#### EXTRACT ####
As EUR continues to perform well against GBP and USD, the current signs point to this strength continuing for the time being. The upcoming general election in Italy on March 4th has the potential to affect this strength if the Nationalist Party successfully put another referendum in place to decide on Italy's future in the EU. This and other factors are discussed in today's Euro report; the table below shows the difference in Euros you could have achieved when buying £200,000.00 during the high and low points during the past month.

Currency Pair% ChangeDifference on £200,000
GBPEUR1.6%€3,720 EUR

What direction will the EUR take over the coming days?

Eurozone economic confidence figures released yesterday morning eased slightly from January’s highs. Consumer & Industrial Confidence came out as predicted at 0.1 at 8 respectively but were below last month’s reading.

However, they still remain “historically elevated” and there is no reason to think that the Eurozone economy is heading for any significant downturn any time soon.
#### RECORDS SUPPLIED ####
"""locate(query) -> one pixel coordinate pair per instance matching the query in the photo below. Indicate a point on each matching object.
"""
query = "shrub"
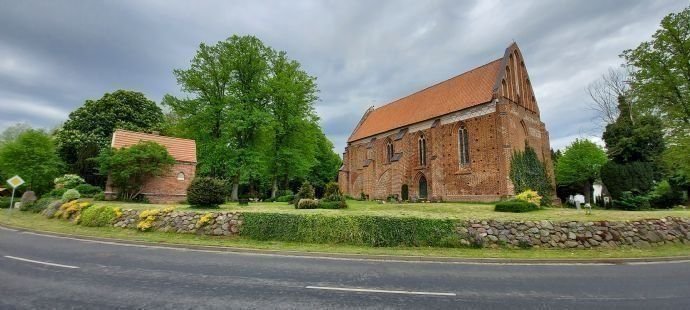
(665, 196)
(52, 209)
(98, 216)
(305, 192)
(307, 204)
(340, 204)
(206, 193)
(4, 202)
(99, 197)
(68, 181)
(28, 199)
(37, 206)
(515, 206)
(285, 198)
(631, 201)
(57, 192)
(88, 190)
(71, 194)
(356, 230)
(529, 196)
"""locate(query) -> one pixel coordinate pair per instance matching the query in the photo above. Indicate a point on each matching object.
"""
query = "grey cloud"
(57, 54)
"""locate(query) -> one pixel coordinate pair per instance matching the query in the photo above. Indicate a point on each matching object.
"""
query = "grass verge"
(37, 222)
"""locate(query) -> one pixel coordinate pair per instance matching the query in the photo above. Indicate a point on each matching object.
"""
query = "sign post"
(15, 182)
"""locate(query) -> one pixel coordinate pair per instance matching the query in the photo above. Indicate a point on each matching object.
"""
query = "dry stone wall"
(547, 234)
(212, 223)
(486, 233)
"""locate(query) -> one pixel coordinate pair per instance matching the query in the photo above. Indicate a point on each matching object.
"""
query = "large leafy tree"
(251, 115)
(89, 128)
(632, 139)
(295, 133)
(580, 165)
(129, 168)
(32, 156)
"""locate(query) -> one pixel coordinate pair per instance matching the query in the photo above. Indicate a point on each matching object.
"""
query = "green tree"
(130, 167)
(580, 165)
(632, 139)
(528, 172)
(295, 133)
(32, 156)
(89, 128)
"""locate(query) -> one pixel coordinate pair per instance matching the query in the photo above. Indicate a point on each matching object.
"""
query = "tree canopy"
(90, 127)
(32, 156)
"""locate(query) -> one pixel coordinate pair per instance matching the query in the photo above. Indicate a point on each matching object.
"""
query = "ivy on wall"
(527, 172)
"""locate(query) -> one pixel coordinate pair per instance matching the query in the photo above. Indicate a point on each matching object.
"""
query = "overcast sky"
(56, 54)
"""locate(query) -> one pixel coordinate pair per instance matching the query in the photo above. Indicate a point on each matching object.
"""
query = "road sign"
(15, 181)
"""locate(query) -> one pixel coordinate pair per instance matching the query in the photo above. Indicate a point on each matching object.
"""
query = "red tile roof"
(180, 149)
(466, 90)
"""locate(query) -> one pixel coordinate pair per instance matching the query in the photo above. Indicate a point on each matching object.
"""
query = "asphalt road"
(93, 275)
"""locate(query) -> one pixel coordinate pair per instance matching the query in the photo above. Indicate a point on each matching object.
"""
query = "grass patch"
(449, 210)
(35, 221)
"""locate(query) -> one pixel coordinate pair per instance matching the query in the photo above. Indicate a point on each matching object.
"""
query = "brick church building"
(452, 141)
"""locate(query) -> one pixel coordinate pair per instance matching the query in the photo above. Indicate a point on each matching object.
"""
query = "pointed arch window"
(389, 150)
(463, 147)
(422, 151)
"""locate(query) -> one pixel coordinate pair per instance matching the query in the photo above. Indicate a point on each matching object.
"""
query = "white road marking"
(366, 290)
(42, 263)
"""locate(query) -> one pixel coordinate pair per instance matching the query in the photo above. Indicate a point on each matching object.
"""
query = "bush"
(71, 194)
(307, 204)
(285, 198)
(515, 206)
(631, 177)
(57, 193)
(4, 202)
(37, 206)
(68, 181)
(631, 202)
(665, 196)
(206, 193)
(99, 216)
(340, 204)
(305, 192)
(355, 230)
(88, 190)
(100, 197)
(52, 208)
(28, 199)
(529, 196)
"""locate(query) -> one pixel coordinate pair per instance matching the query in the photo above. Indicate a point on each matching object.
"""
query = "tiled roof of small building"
(466, 90)
(180, 149)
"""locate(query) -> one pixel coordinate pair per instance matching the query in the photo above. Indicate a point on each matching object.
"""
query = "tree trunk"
(588, 191)
(274, 190)
(235, 188)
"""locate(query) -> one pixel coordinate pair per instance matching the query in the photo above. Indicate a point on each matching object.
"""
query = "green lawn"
(37, 222)
(461, 211)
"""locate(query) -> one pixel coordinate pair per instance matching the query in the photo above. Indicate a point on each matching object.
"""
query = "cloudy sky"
(56, 54)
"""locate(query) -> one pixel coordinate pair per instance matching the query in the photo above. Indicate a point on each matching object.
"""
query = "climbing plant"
(527, 172)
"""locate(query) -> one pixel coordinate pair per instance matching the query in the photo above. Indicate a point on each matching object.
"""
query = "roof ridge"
(153, 135)
(439, 83)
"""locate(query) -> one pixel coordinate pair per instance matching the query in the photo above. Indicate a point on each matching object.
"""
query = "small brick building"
(171, 186)
(452, 141)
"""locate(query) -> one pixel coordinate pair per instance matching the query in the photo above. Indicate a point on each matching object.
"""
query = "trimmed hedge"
(515, 206)
(98, 216)
(356, 230)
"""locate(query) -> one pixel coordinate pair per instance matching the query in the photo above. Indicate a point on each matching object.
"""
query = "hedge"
(515, 206)
(355, 230)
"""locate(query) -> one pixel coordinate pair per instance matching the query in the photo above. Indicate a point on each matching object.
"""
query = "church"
(452, 141)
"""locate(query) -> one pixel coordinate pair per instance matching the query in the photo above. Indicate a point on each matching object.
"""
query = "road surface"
(49, 272)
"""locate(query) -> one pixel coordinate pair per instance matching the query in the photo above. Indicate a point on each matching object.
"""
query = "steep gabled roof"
(180, 149)
(466, 90)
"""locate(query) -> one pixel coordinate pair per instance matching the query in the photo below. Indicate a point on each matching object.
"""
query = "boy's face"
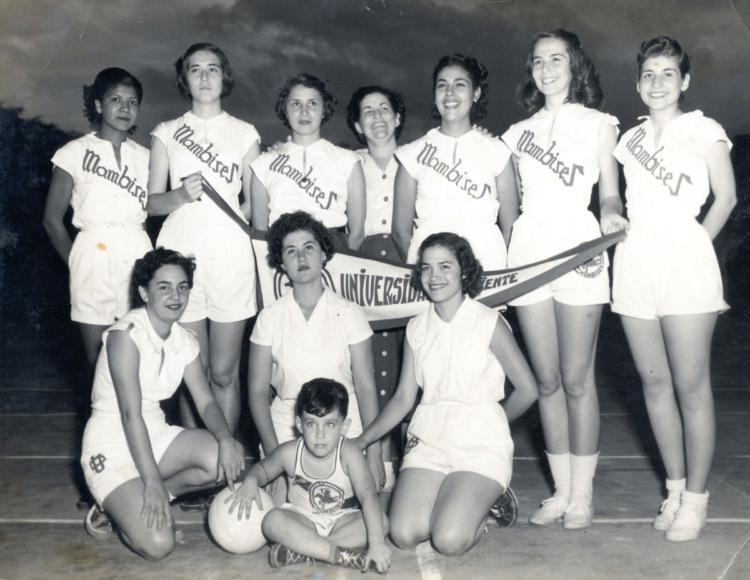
(321, 434)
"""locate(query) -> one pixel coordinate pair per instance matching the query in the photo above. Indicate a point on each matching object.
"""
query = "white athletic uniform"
(303, 350)
(224, 284)
(558, 164)
(312, 179)
(667, 264)
(457, 192)
(105, 457)
(322, 500)
(459, 424)
(109, 207)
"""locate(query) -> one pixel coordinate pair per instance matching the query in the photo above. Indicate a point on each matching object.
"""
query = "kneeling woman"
(459, 453)
(134, 462)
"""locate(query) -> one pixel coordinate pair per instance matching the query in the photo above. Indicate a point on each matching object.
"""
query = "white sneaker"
(550, 512)
(667, 513)
(579, 515)
(689, 521)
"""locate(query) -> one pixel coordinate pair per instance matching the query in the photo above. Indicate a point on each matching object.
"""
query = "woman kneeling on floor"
(134, 462)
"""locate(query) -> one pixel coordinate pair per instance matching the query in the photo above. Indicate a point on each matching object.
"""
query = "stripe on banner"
(382, 287)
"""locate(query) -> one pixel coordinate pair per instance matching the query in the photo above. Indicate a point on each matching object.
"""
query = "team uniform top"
(452, 360)
(162, 363)
(105, 193)
(306, 349)
(321, 495)
(668, 179)
(558, 161)
(456, 189)
(215, 147)
(313, 179)
(379, 184)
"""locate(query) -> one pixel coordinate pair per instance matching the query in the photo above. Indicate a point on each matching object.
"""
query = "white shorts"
(451, 437)
(101, 263)
(324, 523)
(105, 455)
(664, 269)
(486, 241)
(282, 416)
(533, 241)
(224, 281)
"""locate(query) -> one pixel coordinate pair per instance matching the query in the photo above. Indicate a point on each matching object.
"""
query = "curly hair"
(584, 84)
(105, 80)
(311, 82)
(182, 63)
(321, 396)
(471, 268)
(294, 222)
(354, 111)
(145, 268)
(479, 75)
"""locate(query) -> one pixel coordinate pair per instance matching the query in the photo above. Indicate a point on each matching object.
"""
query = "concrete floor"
(41, 533)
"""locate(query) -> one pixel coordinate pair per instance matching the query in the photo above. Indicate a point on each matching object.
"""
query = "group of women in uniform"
(449, 203)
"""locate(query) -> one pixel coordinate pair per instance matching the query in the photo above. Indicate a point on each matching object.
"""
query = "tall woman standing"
(206, 143)
(667, 283)
(560, 153)
(455, 178)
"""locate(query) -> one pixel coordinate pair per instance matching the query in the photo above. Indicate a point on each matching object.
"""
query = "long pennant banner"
(382, 288)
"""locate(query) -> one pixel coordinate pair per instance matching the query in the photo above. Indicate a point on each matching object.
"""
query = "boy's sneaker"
(97, 524)
(505, 510)
(667, 513)
(280, 555)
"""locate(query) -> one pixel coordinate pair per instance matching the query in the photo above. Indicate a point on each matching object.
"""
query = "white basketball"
(237, 536)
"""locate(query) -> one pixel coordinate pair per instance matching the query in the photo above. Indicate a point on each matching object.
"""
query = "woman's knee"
(452, 540)
(153, 544)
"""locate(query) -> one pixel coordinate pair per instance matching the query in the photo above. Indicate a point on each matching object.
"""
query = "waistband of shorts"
(113, 228)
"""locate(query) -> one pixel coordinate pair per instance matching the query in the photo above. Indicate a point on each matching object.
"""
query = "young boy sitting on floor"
(328, 482)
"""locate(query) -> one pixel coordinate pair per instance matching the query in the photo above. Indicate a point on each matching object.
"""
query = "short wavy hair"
(145, 268)
(294, 222)
(584, 84)
(471, 268)
(354, 109)
(479, 79)
(321, 396)
(105, 80)
(311, 82)
(181, 64)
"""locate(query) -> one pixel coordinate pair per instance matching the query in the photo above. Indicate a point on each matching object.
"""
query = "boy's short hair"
(320, 397)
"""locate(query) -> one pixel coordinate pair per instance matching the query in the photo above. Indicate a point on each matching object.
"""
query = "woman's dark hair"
(478, 73)
(145, 268)
(584, 82)
(105, 80)
(181, 66)
(311, 82)
(321, 396)
(471, 269)
(294, 222)
(354, 111)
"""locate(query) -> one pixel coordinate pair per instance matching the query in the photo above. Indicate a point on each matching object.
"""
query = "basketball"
(233, 535)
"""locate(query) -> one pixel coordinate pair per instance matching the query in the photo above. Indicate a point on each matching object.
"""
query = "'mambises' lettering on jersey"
(453, 174)
(305, 181)
(654, 164)
(548, 158)
(206, 155)
(92, 163)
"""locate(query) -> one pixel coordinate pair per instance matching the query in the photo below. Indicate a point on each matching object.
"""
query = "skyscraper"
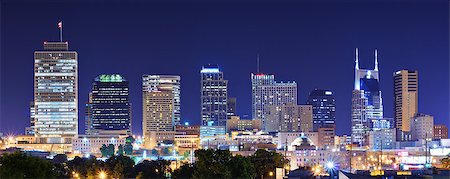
(367, 102)
(55, 93)
(213, 96)
(406, 97)
(324, 108)
(161, 108)
(267, 92)
(165, 82)
(289, 118)
(109, 109)
(231, 105)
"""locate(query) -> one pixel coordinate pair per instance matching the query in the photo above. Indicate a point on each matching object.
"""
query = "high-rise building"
(440, 132)
(55, 93)
(422, 126)
(289, 118)
(165, 82)
(213, 96)
(109, 109)
(406, 98)
(367, 102)
(267, 92)
(324, 108)
(231, 107)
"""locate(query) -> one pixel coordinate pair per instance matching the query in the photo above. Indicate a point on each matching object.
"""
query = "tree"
(128, 149)
(185, 171)
(212, 164)
(111, 150)
(20, 165)
(241, 167)
(446, 162)
(152, 169)
(120, 150)
(266, 161)
(104, 150)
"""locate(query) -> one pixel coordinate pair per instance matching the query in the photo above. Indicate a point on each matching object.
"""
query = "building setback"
(267, 92)
(324, 109)
(406, 97)
(367, 103)
(213, 96)
(109, 110)
(168, 83)
(55, 93)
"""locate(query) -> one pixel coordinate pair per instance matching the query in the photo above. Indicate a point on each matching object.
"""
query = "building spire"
(257, 63)
(356, 62)
(376, 60)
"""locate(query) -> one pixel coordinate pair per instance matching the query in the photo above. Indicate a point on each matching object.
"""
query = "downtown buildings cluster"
(304, 133)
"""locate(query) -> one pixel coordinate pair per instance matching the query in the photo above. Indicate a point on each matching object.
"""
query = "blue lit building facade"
(366, 101)
(214, 96)
(55, 105)
(324, 109)
(109, 110)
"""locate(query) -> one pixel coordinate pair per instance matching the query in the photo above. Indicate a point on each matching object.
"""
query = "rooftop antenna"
(356, 54)
(257, 63)
(60, 30)
(376, 60)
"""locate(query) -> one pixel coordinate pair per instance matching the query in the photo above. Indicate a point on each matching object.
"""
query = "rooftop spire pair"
(357, 61)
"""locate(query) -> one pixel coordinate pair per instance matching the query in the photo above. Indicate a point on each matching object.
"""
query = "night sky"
(311, 43)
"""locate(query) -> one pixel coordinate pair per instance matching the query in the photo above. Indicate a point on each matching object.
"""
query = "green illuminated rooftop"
(110, 78)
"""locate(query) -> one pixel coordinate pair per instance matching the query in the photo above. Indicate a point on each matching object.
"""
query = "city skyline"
(239, 80)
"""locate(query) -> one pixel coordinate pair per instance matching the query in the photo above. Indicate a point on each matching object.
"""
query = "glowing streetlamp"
(102, 174)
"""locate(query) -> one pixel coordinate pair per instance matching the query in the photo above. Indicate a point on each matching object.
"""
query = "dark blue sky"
(310, 42)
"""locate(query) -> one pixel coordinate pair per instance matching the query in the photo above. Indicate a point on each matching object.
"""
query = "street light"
(102, 174)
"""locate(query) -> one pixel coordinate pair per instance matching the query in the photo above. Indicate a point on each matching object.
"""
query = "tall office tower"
(30, 130)
(109, 109)
(56, 93)
(165, 82)
(158, 111)
(231, 107)
(440, 132)
(366, 101)
(422, 126)
(406, 98)
(324, 108)
(214, 94)
(267, 92)
(289, 118)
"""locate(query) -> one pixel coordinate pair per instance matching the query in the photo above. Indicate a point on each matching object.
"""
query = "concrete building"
(231, 107)
(55, 93)
(367, 103)
(440, 132)
(324, 108)
(289, 118)
(90, 144)
(158, 122)
(326, 137)
(406, 97)
(382, 139)
(109, 110)
(213, 96)
(267, 92)
(422, 126)
(237, 124)
(165, 83)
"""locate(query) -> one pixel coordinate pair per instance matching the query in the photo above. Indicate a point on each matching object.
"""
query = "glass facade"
(109, 110)
(266, 92)
(324, 109)
(55, 93)
(214, 93)
(367, 103)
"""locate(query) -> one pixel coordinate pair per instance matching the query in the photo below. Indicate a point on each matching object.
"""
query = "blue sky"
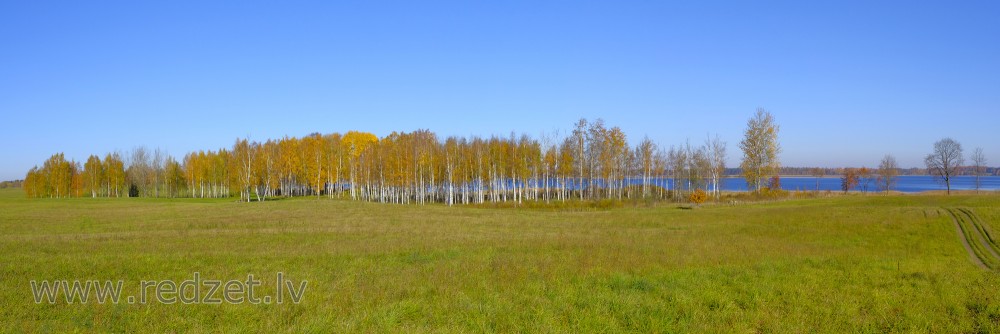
####
▶ [CHALLENGE]:
What comes next in the euro exchange-rate report? Continue it from its final sentence.

▶ [RESULT OF THIS EXERCISE]:
The EUR remains one of the currencies of choice for investors at present, holding firm against the Pound despite a slight dip in recent weeks and continuing to perform impressively against the USD.

EUR/USD rates remain close to a 3 year high, despite the US economy propelling itself forward with a run of impressive data, and a positive outlook by the US FED.

The European Central Bank (ECB) and its President Mario Draghi remain upbeat about the Eurozone’s economic productivity levels & growth forecasts. However, as per Draghi’s previous addresses, he remains steadfast in his commitment to their current monetary stimulus programme.

Eurozone Health News Next Week

What potential pitfalls face the Eurozone economy?

To put it in perspective, the ECB’s current asset purchase programme which has spanned three years has seen the central bank spend 2.55 trillion EUR on government bonds and other financial assets. This is a staggering figure and whilst it seems to have had the desired effect, any economy that requires that level of propping up, will surely carry with it potential pitfalls.

Draghi believes the current (QE) is required in order to support a rise in Eurozone inflation levels. However behind closed doors and maybe more poignantly, he may also be wanting to see what potential negative effects the UK’s upcoming Brexit may have on the Eurozone economy.

This is something they have feared ever since the UK decided to break ties and whilst the potentially devastating outcome is some way off yet, it remains a dark cloud hanging over the EU’s head.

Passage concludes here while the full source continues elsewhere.